LISTING:

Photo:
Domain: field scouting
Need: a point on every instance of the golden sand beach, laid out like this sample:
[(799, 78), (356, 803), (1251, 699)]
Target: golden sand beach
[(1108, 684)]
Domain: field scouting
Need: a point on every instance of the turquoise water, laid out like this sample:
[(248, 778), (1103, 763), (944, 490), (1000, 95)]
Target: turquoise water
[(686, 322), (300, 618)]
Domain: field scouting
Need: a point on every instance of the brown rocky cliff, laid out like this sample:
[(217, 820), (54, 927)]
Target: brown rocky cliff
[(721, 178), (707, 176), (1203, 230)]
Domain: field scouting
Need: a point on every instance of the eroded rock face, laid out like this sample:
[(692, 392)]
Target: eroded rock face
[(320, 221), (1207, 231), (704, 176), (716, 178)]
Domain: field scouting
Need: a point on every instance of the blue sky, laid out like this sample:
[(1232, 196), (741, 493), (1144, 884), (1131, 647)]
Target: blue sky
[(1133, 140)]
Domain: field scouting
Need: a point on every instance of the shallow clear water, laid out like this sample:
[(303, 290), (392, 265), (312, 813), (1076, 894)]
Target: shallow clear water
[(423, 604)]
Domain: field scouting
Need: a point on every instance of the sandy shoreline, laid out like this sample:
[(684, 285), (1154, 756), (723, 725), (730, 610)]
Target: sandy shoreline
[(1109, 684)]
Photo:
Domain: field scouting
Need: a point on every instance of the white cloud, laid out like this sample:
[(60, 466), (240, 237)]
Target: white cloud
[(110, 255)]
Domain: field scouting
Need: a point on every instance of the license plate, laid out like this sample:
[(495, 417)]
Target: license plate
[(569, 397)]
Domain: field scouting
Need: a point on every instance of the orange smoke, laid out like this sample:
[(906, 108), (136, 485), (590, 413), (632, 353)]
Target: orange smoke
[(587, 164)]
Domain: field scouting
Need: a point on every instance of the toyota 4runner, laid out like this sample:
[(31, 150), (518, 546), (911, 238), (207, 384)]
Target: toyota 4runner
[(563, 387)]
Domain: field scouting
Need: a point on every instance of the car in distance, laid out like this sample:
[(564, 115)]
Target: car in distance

AIM OF THE EXERCISE:
Rewrite the material above as a JSON list of strings, with one string for each line and no entries for blank lines.

TASK ANSWER:
[
  "Photo:",
  "Domain: field scouting",
  "Need: a point on every instance of the golden sand beach, laid out like this sample:",
  "[(799, 78), (356, 803), (1251, 699)]",
  "Target: golden sand beach",
  "[(1108, 684)]",
  "Domain: field scouting",
  "Need: a point on every instance of the turquoise water, laid out like this sample:",
  "[(248, 778), (1103, 763), (944, 490), (1000, 95)]",
  "Target: turquoise water",
  "[(686, 322), (300, 618)]",
  "Domain: field scouting",
  "Need: a point on every instance of the brown rocky cliff, laid out like this sample:",
  "[(217, 820), (54, 927)]",
  "Target: brown rocky cliff",
  "[(721, 178), (707, 176), (1203, 230)]",
  "Domain: field scouting",
  "Need: a point on every instance of the eroded rock face, laid out like this sample:",
  "[(692, 392)]",
  "Target: eroded rock face",
  "[(320, 221), (1207, 231), (704, 176), (716, 178)]",
  "Domain: field scouting",
  "Need: a point on every instance of the blue sky, laid out like this sample:",
  "[(1232, 196), (741, 493), (1144, 884), (1131, 647)]",
  "Target: blue sky",
  "[(1133, 140)]",
  "Domain: field scouting",
  "Need: a point on every instance of the shallow clear water, laid out like this sample:",
  "[(303, 290), (392, 265), (312, 813), (1076, 894)]",
  "Target: shallow clear water",
  "[(423, 604)]",
  "Domain: field scouting",
  "Need: a point on every instance of the sandy shoreline, laid out like this sample:",
  "[(684, 285), (1154, 756), (723, 725), (730, 610)]",
  "Target: sandy shoreline",
  "[(1109, 684)]",
  "Photo:",
  "Domain: field scouting",
  "Need: a point on every instance of the white cloud, laid out like this sample:",
  "[(60, 466), (240, 237)]",
  "Target: white cloud",
  "[(110, 255)]",
  "Domain: field scouting",
  "Need: a point on every instance of the license plate, laid out like this sample:",
  "[(495, 417)]",
  "Target: license plate",
  "[(569, 397)]",
  "Domain: field scouting",
  "Need: a point on every instance of the orange smoke, laid out like this sample:",
  "[(906, 108), (136, 485), (590, 413), (632, 353)]",
  "Target: orange smoke",
  "[(587, 164)]",
  "Domain: field scouting",
  "Need: a point on every instance of the toyota 4runner, laid out like this sample:",
  "[(31, 150), (518, 546), (911, 238), (207, 384)]",
  "Target: toyota 4runner",
  "[(563, 387)]",
  "Domain: field scouting",
  "Need: a point on every instance of the car in distance, laid out like this sample:",
  "[(564, 115)]",
  "Target: car in distance"
]